— start of INFORMATION SUPPLIED —
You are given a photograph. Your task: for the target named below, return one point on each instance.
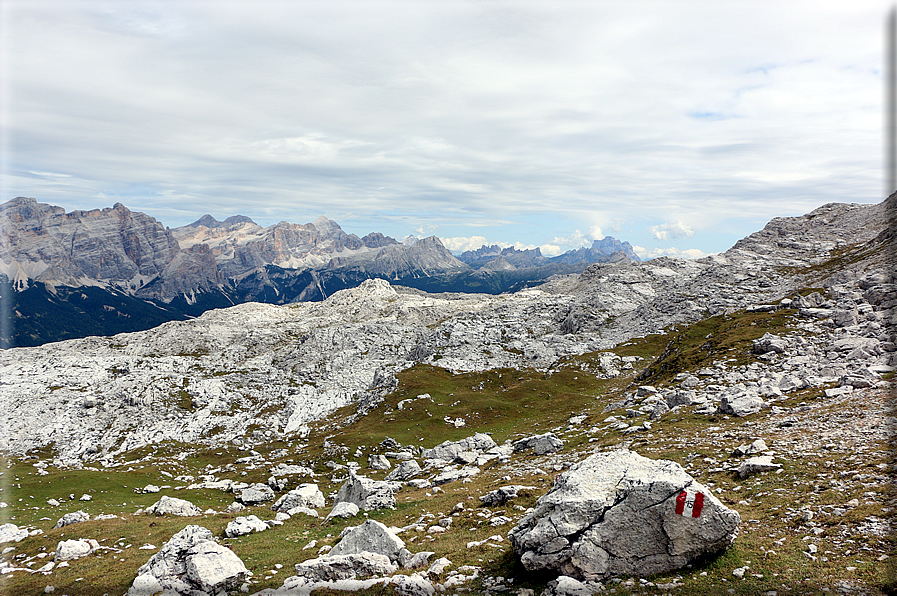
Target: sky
— end of INFORMATION SUPPLIED —
— start of INFORMATION SUPPLIED —
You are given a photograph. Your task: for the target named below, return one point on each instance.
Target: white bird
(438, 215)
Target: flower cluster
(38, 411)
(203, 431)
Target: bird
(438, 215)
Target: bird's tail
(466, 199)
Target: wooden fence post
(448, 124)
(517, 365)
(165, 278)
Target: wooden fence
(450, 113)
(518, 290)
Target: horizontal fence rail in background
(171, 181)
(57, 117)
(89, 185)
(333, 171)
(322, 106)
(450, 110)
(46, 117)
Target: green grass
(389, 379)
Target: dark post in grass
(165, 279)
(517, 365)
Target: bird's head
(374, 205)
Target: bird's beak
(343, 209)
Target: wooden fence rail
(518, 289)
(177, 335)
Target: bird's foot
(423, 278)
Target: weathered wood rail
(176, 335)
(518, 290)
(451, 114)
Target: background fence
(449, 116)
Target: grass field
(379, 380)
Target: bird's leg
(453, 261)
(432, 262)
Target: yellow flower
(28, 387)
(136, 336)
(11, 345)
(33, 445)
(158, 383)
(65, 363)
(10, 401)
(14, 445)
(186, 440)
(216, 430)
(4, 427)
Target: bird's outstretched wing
— end of INFORMATION SUPPLIED —
* [REQUIRED TASK]:
Reproduce the entries verbatim, from the line containing "Target: green grass" through the line containing "Target: bird's outstretched wing", with both of those lines included.

* [EXERCISE RESULT]:
Target: green grass
(389, 379)
Target: dark post in grass
(165, 279)
(517, 365)
Target: bird's head
(374, 205)
Target: bird's beak
(343, 209)
Target: wooden fence rail
(518, 289)
(177, 335)
Target: bird's foot
(423, 278)
Target: weathered wood rail
(176, 335)
(518, 290)
(451, 114)
Target: background fence
(449, 116)
Target: grass field
(379, 380)
Target: bird's leg
(453, 261)
(432, 262)
Target: yellow flower
(28, 387)
(136, 336)
(11, 345)
(33, 445)
(158, 383)
(65, 363)
(10, 401)
(14, 445)
(186, 440)
(216, 430)
(4, 427)
Target: bird's outstretched wing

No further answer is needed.